Data listing
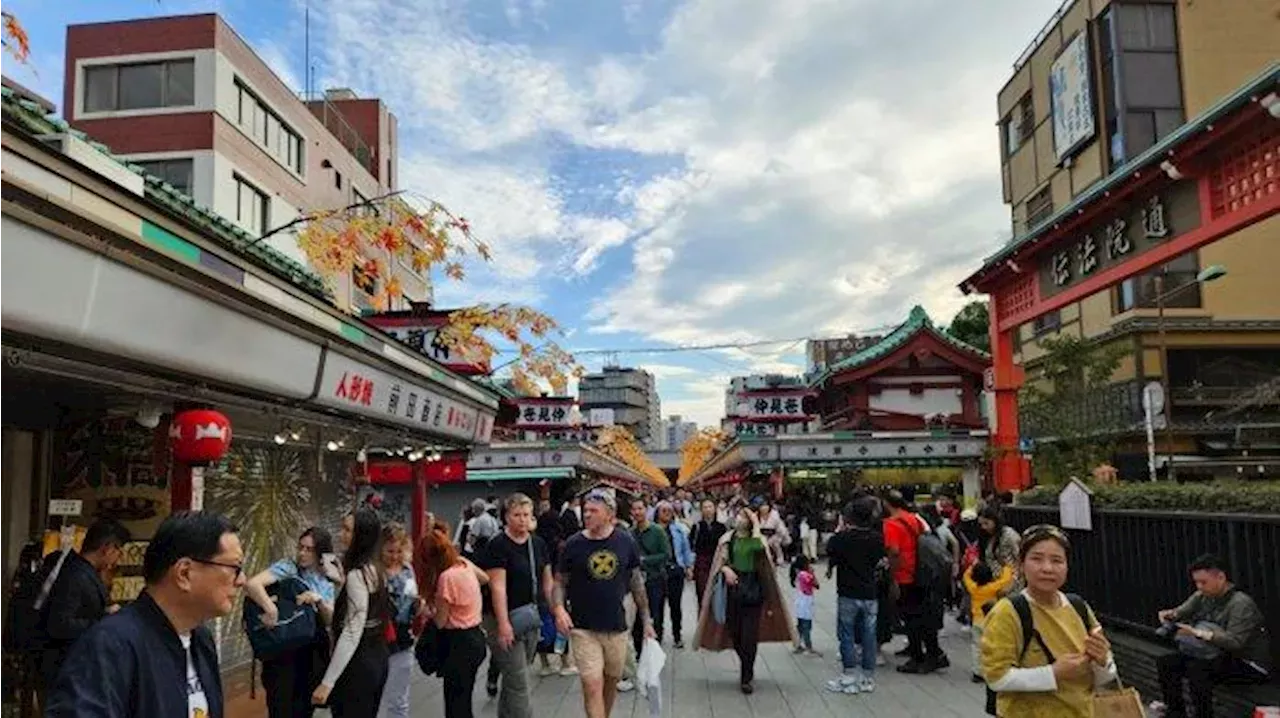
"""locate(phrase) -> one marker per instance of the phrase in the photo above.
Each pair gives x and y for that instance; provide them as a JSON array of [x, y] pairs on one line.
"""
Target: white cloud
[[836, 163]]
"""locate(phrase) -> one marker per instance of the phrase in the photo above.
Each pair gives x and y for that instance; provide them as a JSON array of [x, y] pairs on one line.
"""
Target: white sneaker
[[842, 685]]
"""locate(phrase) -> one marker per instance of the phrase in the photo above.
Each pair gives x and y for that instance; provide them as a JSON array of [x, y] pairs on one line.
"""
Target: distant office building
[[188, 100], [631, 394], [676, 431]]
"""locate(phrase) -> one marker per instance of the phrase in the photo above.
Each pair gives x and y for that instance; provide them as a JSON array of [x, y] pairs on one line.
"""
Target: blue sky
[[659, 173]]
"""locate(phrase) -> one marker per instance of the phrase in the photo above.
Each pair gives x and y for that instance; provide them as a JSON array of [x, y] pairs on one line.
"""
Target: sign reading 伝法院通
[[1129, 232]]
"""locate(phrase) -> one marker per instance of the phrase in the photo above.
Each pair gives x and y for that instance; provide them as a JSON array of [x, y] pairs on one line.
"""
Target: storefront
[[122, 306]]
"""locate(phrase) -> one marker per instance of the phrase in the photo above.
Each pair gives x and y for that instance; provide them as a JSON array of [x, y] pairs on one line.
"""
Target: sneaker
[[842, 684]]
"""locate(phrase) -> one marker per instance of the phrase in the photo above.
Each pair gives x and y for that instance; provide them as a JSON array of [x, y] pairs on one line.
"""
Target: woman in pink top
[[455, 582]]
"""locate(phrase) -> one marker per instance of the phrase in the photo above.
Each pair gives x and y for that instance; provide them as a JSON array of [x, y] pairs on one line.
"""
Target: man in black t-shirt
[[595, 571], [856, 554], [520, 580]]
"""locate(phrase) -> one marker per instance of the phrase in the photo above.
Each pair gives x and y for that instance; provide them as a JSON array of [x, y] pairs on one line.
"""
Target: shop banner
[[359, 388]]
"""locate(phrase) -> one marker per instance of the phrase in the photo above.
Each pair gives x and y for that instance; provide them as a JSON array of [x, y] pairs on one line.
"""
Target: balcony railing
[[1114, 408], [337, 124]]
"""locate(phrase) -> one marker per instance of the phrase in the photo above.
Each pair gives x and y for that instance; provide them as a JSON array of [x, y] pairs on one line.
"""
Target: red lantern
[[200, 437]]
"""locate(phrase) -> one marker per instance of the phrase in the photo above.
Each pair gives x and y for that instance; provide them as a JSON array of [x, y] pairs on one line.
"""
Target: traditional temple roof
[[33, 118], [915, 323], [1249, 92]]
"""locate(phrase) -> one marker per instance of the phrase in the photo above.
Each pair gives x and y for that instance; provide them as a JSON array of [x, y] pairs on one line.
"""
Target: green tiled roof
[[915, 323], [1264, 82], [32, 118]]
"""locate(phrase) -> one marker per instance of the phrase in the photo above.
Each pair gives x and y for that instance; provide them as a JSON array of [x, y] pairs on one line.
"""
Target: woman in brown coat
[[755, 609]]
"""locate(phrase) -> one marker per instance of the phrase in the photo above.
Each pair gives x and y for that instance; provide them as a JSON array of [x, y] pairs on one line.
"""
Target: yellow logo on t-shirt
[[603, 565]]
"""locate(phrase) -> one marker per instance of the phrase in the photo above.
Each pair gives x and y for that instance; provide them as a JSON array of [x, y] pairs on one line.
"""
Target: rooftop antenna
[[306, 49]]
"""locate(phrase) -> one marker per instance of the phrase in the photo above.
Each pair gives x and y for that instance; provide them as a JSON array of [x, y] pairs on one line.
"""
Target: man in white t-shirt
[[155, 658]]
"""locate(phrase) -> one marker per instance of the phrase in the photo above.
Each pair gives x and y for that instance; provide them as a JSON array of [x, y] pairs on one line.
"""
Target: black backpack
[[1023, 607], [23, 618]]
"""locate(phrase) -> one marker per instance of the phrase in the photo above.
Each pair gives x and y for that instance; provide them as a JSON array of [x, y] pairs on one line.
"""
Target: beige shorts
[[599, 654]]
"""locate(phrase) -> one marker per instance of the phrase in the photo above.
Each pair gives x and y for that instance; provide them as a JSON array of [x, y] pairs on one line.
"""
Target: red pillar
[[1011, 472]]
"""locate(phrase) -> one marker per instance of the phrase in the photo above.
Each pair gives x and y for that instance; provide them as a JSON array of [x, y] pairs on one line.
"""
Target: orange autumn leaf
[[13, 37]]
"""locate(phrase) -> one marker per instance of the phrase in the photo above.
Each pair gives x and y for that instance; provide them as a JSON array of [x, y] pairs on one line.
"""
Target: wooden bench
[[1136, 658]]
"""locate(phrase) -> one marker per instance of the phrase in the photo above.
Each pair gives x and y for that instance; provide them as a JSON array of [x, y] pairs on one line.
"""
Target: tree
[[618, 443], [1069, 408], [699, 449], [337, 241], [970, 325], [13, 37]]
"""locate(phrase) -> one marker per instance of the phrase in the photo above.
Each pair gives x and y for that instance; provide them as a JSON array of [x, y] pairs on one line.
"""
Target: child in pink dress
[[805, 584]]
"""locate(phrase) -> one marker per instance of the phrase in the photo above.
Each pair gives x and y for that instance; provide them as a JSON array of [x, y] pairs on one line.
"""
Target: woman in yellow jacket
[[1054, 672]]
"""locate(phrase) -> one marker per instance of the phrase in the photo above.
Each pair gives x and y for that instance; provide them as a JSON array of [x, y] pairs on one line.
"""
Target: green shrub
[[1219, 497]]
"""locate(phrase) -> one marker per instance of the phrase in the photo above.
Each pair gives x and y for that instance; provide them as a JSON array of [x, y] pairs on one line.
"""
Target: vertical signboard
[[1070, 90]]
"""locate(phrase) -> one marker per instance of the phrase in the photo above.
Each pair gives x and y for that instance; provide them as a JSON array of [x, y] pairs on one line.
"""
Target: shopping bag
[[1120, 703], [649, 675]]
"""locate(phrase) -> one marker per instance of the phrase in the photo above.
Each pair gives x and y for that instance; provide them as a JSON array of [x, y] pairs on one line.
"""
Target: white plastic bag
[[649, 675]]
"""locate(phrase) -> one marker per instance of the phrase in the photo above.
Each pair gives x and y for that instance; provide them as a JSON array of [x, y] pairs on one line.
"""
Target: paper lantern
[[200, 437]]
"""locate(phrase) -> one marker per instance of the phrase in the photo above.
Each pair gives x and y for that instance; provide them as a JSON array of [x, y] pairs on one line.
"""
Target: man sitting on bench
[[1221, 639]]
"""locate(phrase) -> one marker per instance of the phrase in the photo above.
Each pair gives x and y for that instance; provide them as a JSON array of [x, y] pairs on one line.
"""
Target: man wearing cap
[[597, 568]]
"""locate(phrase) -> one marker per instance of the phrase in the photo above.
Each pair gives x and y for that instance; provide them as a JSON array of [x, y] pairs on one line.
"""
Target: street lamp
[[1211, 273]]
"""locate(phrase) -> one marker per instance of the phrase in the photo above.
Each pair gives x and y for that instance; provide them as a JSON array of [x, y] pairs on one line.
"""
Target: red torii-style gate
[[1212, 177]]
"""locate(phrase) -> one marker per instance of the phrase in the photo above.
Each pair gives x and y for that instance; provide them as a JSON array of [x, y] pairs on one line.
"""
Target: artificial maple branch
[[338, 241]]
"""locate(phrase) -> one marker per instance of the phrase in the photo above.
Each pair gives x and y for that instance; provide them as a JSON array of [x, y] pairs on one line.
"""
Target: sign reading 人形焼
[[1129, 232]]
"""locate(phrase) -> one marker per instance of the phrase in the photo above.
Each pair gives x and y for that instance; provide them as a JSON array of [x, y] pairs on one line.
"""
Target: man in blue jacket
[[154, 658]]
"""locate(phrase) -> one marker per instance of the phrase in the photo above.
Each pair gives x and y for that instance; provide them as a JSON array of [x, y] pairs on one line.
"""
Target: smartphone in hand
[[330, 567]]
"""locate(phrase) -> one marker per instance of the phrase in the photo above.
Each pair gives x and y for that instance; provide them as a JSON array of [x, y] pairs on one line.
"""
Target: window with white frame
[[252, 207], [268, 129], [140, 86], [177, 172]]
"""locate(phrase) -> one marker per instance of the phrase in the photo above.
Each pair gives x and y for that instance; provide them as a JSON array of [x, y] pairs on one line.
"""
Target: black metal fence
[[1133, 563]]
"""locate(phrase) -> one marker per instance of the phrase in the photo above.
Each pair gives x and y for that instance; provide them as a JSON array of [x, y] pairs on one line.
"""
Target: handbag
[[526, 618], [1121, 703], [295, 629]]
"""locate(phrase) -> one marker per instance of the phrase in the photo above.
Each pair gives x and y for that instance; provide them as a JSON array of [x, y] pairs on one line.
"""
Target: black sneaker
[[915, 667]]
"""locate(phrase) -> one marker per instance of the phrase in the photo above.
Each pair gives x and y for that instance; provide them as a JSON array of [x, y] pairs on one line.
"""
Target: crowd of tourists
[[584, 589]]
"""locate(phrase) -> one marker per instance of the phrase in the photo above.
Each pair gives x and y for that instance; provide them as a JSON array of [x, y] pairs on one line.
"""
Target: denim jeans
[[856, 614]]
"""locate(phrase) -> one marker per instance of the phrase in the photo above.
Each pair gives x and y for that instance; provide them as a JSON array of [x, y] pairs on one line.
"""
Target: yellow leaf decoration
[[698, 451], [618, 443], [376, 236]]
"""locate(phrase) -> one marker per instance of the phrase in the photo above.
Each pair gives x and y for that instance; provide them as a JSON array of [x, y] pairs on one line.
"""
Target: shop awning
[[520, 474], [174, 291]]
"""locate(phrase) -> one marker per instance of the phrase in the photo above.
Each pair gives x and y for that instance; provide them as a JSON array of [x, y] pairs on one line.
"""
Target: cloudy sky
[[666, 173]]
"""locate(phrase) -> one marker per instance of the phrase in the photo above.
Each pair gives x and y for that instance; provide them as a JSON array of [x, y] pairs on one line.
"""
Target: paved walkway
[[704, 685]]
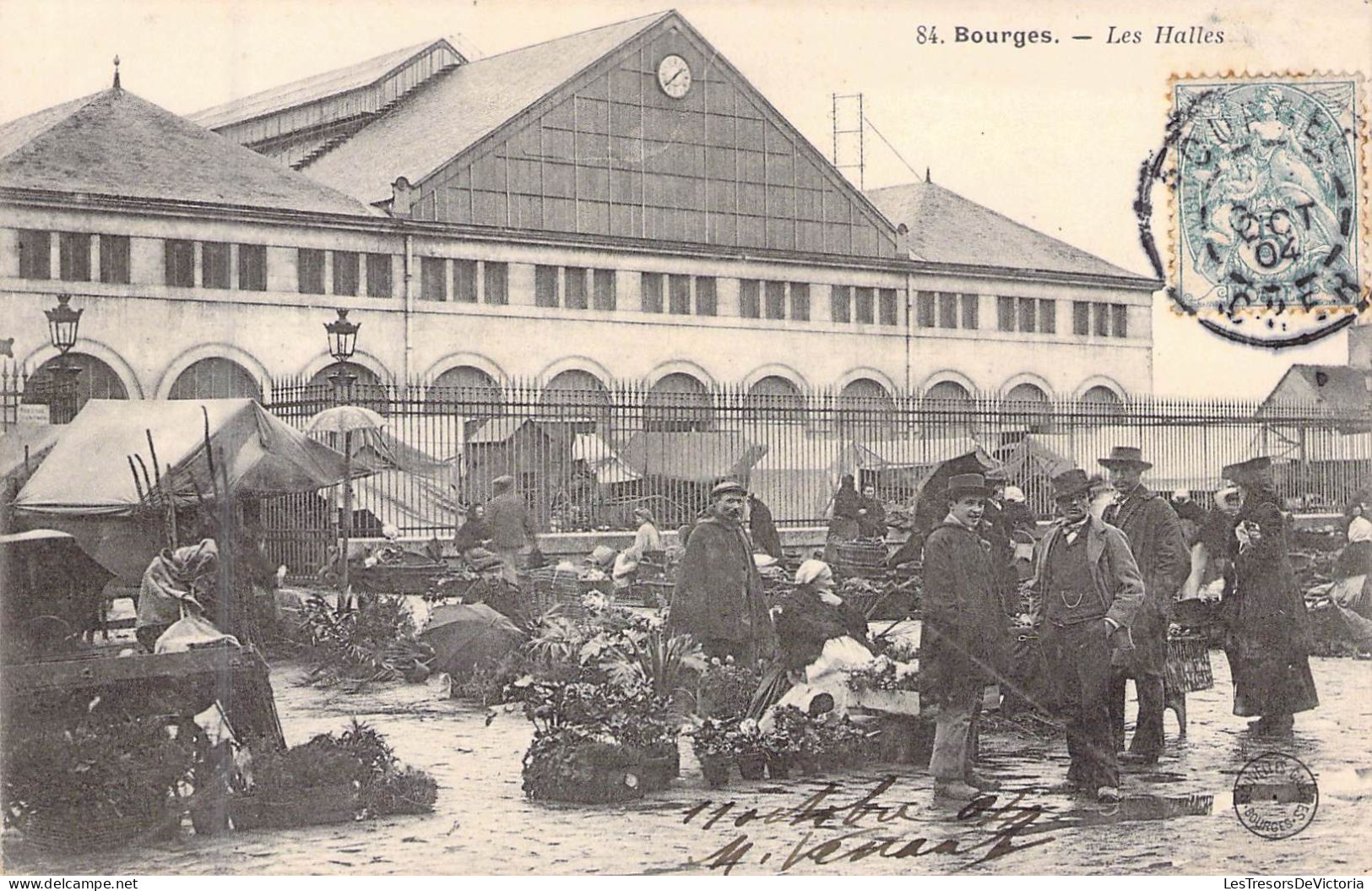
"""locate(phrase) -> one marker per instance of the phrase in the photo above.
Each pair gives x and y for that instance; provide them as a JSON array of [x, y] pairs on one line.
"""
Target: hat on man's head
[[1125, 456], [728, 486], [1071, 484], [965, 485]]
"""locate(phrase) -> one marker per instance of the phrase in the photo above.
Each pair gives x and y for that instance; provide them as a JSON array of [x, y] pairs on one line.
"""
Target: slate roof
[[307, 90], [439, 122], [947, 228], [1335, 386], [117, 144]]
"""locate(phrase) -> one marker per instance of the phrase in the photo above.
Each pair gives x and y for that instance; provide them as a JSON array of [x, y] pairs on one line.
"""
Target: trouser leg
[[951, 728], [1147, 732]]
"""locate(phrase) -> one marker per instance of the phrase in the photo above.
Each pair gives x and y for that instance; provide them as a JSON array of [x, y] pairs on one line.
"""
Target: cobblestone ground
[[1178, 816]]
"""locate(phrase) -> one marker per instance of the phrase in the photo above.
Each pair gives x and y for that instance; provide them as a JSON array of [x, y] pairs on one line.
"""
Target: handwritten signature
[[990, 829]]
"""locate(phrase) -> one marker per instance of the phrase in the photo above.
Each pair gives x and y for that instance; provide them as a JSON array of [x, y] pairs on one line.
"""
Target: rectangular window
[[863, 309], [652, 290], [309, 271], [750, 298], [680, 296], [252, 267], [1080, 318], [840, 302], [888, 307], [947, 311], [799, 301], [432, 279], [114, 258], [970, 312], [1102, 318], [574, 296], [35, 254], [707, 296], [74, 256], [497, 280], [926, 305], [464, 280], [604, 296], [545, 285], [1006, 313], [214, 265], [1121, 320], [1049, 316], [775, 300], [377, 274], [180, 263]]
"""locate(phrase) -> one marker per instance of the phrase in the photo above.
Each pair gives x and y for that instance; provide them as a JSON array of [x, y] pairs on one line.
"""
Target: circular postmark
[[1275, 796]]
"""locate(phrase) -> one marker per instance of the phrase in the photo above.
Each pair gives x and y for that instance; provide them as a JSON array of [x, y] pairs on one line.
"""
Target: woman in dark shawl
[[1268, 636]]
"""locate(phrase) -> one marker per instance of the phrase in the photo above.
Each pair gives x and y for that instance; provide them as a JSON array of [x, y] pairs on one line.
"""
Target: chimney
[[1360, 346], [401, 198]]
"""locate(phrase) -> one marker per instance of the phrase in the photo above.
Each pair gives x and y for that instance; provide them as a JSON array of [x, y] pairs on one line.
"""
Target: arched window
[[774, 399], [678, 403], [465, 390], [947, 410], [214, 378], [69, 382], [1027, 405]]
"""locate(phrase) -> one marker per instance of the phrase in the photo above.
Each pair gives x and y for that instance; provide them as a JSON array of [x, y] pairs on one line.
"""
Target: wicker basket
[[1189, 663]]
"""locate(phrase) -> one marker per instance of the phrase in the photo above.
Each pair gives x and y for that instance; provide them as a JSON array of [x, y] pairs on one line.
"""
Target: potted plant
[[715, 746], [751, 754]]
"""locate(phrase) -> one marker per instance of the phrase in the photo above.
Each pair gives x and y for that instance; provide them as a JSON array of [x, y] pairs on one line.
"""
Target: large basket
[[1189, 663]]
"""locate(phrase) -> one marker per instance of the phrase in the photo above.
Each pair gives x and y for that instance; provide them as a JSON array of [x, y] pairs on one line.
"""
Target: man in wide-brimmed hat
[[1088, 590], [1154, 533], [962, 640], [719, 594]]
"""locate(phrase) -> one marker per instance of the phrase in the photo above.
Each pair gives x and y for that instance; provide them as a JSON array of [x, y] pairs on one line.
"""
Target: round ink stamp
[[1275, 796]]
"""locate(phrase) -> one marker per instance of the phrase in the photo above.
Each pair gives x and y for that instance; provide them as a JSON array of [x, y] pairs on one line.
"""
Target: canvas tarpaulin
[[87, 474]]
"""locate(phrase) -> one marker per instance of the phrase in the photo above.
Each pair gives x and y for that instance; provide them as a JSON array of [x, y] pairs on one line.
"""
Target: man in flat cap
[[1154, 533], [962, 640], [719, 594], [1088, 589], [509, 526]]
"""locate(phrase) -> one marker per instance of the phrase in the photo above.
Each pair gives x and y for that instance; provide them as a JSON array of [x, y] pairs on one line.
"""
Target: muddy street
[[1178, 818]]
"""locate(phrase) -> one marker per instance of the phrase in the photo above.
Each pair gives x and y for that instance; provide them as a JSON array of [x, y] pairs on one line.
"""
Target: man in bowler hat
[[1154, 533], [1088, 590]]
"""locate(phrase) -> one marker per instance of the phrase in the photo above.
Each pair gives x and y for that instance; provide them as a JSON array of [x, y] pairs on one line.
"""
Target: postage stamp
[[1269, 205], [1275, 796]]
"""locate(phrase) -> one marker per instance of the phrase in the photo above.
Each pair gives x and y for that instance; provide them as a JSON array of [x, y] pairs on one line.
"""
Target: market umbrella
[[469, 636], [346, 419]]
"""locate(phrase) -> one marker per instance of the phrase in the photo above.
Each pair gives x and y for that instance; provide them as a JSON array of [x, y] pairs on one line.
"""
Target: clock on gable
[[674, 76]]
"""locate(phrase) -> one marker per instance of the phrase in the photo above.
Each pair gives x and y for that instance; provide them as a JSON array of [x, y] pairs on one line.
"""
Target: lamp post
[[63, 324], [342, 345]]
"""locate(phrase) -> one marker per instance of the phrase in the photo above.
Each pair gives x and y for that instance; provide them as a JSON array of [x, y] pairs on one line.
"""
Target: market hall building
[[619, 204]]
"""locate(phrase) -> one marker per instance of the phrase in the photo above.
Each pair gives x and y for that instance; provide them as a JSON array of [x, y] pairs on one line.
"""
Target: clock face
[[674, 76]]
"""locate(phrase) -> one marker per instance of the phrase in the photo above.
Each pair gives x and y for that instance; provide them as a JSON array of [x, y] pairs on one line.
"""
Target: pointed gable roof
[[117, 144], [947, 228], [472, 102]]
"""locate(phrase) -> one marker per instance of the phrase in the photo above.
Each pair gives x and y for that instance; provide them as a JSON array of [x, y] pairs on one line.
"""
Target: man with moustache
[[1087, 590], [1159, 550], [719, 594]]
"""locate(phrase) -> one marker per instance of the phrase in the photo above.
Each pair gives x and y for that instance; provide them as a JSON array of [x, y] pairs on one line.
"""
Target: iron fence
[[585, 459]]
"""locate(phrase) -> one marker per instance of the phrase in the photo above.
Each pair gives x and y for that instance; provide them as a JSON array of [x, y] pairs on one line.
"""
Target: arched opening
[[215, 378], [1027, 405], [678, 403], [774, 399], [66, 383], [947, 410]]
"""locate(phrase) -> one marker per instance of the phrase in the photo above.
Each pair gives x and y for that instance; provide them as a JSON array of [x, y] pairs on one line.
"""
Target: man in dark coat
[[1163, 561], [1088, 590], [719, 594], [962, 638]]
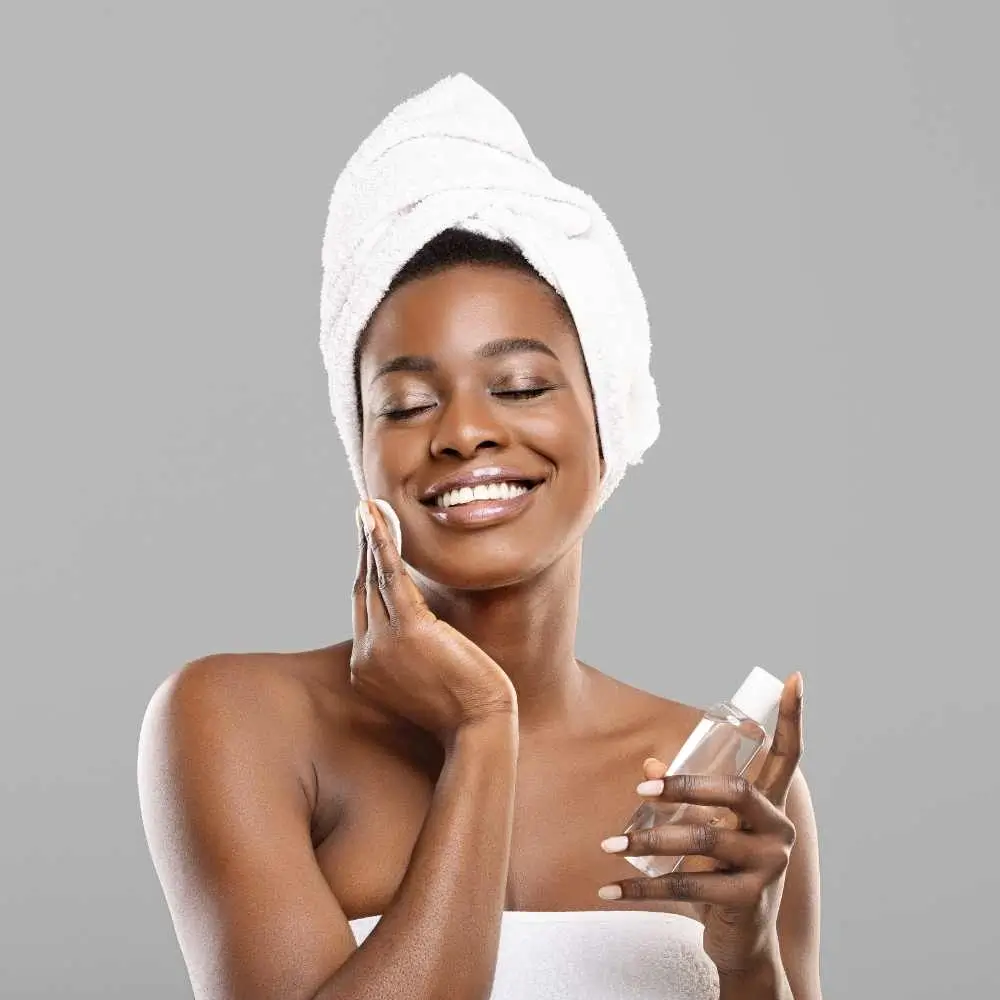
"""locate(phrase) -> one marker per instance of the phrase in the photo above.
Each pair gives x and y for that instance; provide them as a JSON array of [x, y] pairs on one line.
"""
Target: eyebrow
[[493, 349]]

**Objective**.
Return every line of the data above that contains the word "building".

**Written reply**.
Target: distant office building
Target: market hall building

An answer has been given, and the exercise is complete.